> [Dataset content]
[Begin]

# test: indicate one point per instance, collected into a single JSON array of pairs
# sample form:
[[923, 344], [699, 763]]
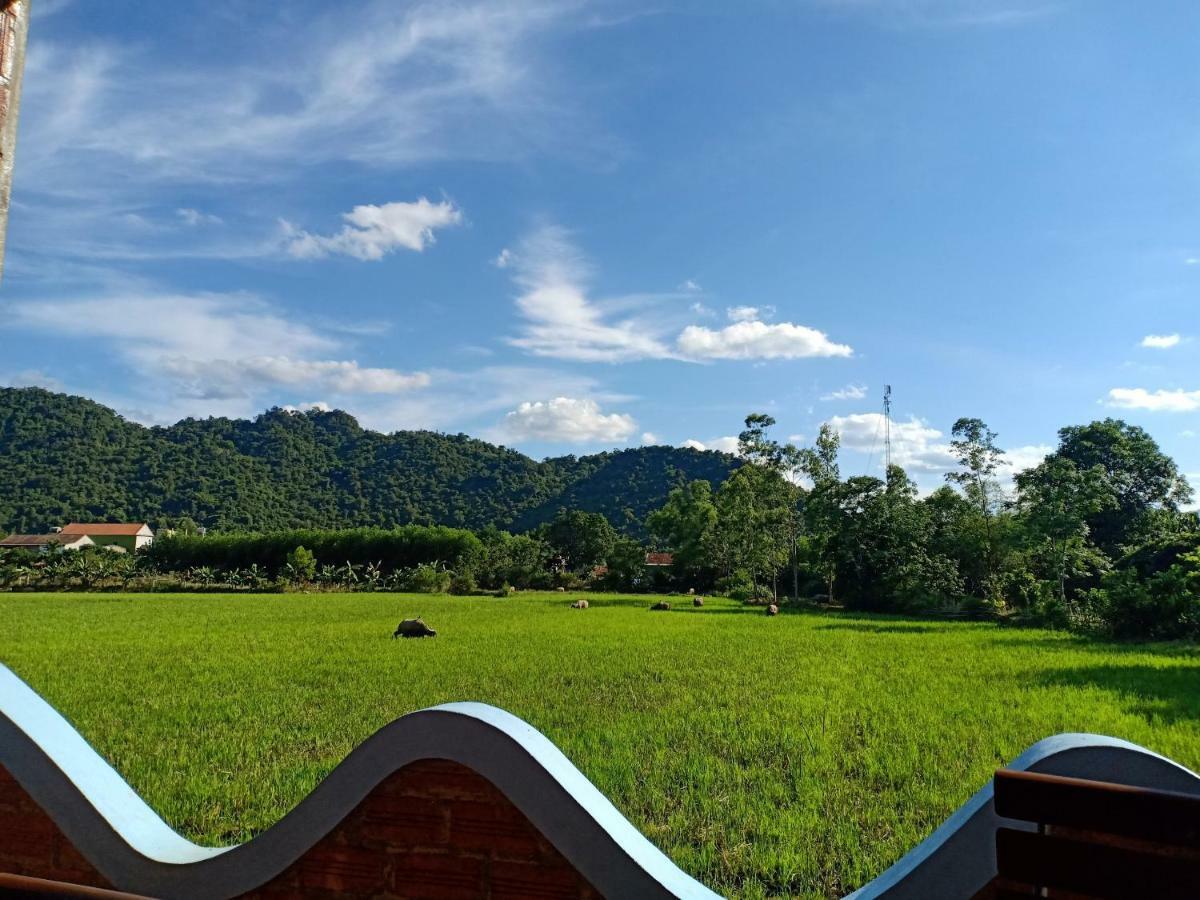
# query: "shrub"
[[426, 579], [300, 565], [463, 583]]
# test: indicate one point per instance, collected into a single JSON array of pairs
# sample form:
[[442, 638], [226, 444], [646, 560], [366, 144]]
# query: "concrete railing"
[[465, 797]]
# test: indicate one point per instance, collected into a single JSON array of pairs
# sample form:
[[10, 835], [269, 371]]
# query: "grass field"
[[792, 756]]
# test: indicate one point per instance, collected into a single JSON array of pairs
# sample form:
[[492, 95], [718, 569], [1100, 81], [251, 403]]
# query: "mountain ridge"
[[67, 457]]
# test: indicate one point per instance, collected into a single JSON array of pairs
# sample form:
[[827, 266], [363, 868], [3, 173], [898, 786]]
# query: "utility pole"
[[887, 429]]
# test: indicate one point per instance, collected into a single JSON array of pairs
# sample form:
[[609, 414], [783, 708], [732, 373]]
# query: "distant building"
[[127, 537], [46, 543]]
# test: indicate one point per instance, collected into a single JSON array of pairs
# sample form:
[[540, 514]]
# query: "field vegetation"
[[789, 756]]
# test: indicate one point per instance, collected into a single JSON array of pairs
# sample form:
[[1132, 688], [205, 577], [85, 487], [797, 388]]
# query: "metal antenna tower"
[[887, 427]]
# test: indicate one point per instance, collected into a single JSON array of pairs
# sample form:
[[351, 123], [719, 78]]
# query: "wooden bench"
[[1095, 840], [22, 886]]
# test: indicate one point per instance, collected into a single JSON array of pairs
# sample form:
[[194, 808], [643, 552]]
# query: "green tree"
[[683, 523], [1138, 479], [300, 565], [1057, 501], [582, 540], [822, 505], [975, 445]]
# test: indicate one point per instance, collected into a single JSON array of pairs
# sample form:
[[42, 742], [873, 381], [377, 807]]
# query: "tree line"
[[1093, 537]]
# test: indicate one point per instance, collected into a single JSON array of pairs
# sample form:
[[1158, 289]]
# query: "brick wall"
[[30, 843], [432, 831]]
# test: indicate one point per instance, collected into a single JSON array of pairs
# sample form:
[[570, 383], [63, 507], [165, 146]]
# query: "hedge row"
[[402, 547]]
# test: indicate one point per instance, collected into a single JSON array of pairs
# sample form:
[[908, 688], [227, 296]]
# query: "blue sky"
[[568, 227]]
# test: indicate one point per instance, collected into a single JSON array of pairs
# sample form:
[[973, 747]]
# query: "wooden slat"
[[1161, 816], [22, 886], [1097, 870]]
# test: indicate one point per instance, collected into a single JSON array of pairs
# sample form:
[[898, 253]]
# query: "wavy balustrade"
[[459, 801]]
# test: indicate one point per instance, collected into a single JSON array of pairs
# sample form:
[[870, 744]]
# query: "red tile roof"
[[114, 528], [37, 540]]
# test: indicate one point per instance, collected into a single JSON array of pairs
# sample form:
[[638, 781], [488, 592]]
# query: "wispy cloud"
[[1159, 401], [207, 347], [568, 420], [851, 391], [111, 126], [373, 232], [563, 321]]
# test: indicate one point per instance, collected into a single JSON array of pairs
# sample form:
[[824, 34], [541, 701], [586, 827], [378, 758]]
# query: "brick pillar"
[[13, 29]]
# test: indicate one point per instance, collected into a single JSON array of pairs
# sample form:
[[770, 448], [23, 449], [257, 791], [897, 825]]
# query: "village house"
[[46, 543], [129, 537]]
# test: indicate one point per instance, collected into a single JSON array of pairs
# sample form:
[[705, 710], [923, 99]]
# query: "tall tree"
[[975, 445], [1137, 477], [822, 505], [1057, 499], [683, 523]]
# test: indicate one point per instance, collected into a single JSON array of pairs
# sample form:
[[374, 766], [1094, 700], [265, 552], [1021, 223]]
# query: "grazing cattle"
[[413, 628]]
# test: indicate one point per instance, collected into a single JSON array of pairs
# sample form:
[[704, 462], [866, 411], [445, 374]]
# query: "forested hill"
[[65, 457]]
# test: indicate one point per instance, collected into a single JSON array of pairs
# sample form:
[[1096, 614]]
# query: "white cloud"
[[727, 444], [195, 217], [208, 346], [243, 377], [568, 420], [915, 445], [561, 319], [33, 378], [373, 232], [1161, 401], [749, 313], [317, 405], [757, 340], [851, 391]]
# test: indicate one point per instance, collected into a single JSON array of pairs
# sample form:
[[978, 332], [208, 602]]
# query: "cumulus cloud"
[[851, 391], [1161, 401], [568, 420], [757, 340], [749, 313], [373, 232], [1161, 342]]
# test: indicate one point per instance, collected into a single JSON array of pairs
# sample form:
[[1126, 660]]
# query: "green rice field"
[[789, 756]]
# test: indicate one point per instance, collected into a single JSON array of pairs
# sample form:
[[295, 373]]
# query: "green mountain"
[[65, 457]]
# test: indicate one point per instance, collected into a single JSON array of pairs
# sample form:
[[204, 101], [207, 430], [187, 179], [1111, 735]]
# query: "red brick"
[[438, 876], [345, 869], [534, 881], [496, 828], [401, 822]]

[End]

> [What to produce]
Without the pictures, output the full listing exactly as it stands.

> [The output]
# test: indicate one point per instance, collected into a single JSON array of pairs
# sample form:
[[923, 344], [699, 763]]
# query: "shrub"
[[426, 579], [300, 565], [463, 583]]
# test: indicate one point per instance, collected into a single JSON array of pairs
# sample form:
[[442, 638], [226, 444], [646, 560], [366, 144]]
# query: "concrete railing"
[[465, 797]]
# test: indicate one point per instance, collected into a single JSON array of pairs
# sample form:
[[10, 835], [269, 371]]
# query: "grass field"
[[792, 756]]
# test: indicate one point per instance, collected into a single JSON array of pairs
# sample form:
[[492, 95], [718, 569], [1100, 81], [251, 403]]
# query: "mountain ridge"
[[67, 457]]
# test: indicate one point per instance, collected into a single JSON array of pairs
# sample form:
[[827, 266], [363, 868], [3, 173], [898, 786]]
# query: "utility pole"
[[887, 429]]
# test: indicate one point per instance, collected into a single JSON array of pairs
# sample form:
[[609, 414], [783, 708], [732, 373]]
# query: "distant building"
[[127, 537], [46, 543]]
# test: indicate one point per instance, collected into a single JSON array of pairs
# sample form:
[[540, 514]]
# query: "field vegetation"
[[789, 756]]
# test: indicate one point per instance, collected into a single JSON array of pairs
# sample form:
[[1132, 688], [205, 577], [85, 487], [797, 388]]
# query: "metal antenna tower"
[[887, 427]]
# test: indicate one point per instance, collected into a single JSON array of pairs
# sample form:
[[351, 123], [719, 78]]
# query: "wooden bench"
[[1095, 840], [22, 886]]
# test: indicate one point per instance, collected into a single JSON array of pairs
# sample form:
[[194, 808], [643, 552]]
# query: "green tree"
[[683, 523], [1138, 479], [300, 565], [1057, 501], [582, 540], [822, 505], [975, 445]]
# test: indicate one point per instance, collected into a single JSON array of pairs
# sample form:
[[42, 742], [873, 381], [377, 807]]
# query: "tree line"
[[1093, 537]]
# test: indicate one point per instance, collected into a single JSON array of pairs
# sample form:
[[1158, 289]]
# query: "brick wall"
[[30, 843], [432, 831]]
# test: indicate one point per instance, collected into a single JSON array of pairs
# sample form:
[[570, 383], [63, 507], [165, 146]]
# query: "hedge row"
[[402, 547]]
# test: indicate one point per instance, collected into a single JSON array of pairs
# sample form:
[[908, 688], [227, 296]]
# query: "blue sky"
[[568, 227]]
# test: indicate one point per instance, collected into a single JSON array of pairs
# sample form:
[[973, 747]]
# query: "wooden slat"
[[1161, 816], [22, 886], [1097, 870]]
# test: indicate one point per instance, collected into a single JSON array of pairs
# sample form:
[[898, 253]]
# query: "wavy balustrade"
[[459, 801]]
# test: indicate one point per instance, collected into a single JSON array of pairs
# sample form:
[[870, 744]]
# query: "red tile roof"
[[114, 528], [37, 540]]
# test: indicate one point per instance, collected into a single JSON array of pairs
# sample form:
[[638, 781], [488, 592]]
# query: "wispy cloud"
[[1159, 401], [207, 347], [568, 420], [851, 391], [111, 126], [373, 232], [563, 321]]
# test: indicate one point per instance, collected into a single JSON array of pairs
# sample form:
[[824, 34], [541, 701], [586, 827], [378, 758]]
# query: "brick pillar"
[[13, 29]]
# test: indicate one point per instance, collected into a single JSON array of pairs
# sample form:
[[770, 448], [23, 449], [257, 791], [897, 825]]
# query: "village house"
[[46, 543], [129, 537]]
# test: indicate one point per instance, collected into a single JSON array of pairs
# sample form:
[[705, 710], [923, 99]]
# query: "tall tree"
[[975, 445], [1137, 477], [822, 505], [1057, 499], [683, 523]]
# test: indicate one point per instance, collected into a single JSON array of pairs
# sample form:
[[374, 766], [1094, 700], [265, 552], [1021, 223]]
# query: "grazing cattle"
[[413, 628]]
# test: indicate one point per instance, collected into a single JSON array of pairs
# sample form:
[[704, 462], [866, 411], [445, 374]]
# query: "forested hill"
[[65, 457]]
# test: indicate one point per instance, collected into a single JSON array of pairs
# sample form:
[[1096, 614]]
# query: "white cloud"
[[727, 444], [195, 217], [208, 346], [243, 377], [568, 420], [915, 445], [561, 319], [33, 378], [373, 232], [1161, 401], [749, 313], [317, 405], [757, 340], [851, 391]]
# test: indicate one point per instance, collected into a single JSON array of pairs
# sample form:
[[978, 332], [208, 602]]
# query: "cumulus cloud"
[[851, 391], [1161, 401], [568, 420], [757, 340], [749, 313], [373, 232], [1161, 342]]
# test: indicate one point per instance, collected into a single JSON array of pairs
# sample form:
[[1126, 660]]
# query: "green rice field"
[[789, 756]]
# test: indicate one point per instance, collected into a single JSON array of pairs
# sample form:
[[295, 373]]
# query: "green mountain"
[[65, 457]]
# test: indicate one point per instance, collected into a single JSON array of pairs
# sample form:
[[204, 101], [207, 430], [187, 179], [1111, 735]]
# query: "red brick"
[[438, 876], [345, 869], [534, 881], [496, 828], [401, 822]]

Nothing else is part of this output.